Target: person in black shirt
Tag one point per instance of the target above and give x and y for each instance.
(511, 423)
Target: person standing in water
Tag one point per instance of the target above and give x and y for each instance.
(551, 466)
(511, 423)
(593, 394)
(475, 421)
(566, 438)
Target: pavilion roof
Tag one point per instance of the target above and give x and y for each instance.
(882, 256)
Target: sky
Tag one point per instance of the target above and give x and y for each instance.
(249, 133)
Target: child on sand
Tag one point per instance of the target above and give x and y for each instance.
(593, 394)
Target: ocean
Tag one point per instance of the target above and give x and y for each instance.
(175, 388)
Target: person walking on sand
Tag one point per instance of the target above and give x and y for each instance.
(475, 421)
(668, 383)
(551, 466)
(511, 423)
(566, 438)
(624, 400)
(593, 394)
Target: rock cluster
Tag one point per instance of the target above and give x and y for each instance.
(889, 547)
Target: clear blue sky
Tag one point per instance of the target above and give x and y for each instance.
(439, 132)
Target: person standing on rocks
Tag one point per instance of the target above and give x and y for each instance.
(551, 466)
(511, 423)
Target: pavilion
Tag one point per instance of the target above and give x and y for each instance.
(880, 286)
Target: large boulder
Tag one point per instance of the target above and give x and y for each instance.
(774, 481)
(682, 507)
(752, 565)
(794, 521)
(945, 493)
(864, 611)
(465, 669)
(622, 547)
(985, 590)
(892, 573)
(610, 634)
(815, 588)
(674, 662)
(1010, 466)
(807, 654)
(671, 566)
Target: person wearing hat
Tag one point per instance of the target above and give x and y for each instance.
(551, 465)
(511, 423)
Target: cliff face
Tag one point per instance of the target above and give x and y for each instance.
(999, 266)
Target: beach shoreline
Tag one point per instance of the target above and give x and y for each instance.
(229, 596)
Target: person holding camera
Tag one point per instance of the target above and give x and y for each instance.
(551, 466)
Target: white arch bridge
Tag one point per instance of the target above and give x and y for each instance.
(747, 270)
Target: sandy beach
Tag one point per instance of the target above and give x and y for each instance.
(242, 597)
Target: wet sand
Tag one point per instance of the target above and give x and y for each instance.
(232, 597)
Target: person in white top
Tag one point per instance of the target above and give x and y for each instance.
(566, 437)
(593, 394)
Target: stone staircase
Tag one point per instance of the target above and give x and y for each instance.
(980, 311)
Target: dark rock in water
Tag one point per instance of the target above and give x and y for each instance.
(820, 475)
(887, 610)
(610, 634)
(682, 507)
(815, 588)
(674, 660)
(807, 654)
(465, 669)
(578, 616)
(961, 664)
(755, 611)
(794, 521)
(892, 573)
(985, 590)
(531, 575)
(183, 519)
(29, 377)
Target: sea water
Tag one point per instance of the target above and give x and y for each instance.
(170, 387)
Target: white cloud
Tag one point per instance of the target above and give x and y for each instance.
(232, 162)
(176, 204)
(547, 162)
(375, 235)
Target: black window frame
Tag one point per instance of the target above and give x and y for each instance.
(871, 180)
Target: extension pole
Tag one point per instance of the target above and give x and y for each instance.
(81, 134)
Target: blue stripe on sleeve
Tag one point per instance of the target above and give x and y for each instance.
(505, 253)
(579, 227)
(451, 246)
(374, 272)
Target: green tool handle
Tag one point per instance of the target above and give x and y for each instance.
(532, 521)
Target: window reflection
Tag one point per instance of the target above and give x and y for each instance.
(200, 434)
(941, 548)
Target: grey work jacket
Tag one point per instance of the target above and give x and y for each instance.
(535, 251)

* EXERCISE PROMPT:
Looking at the data above, report how many of its lines include the word "water". The number alone is the answer.

* ANSWER TO THE EXERCISE:
3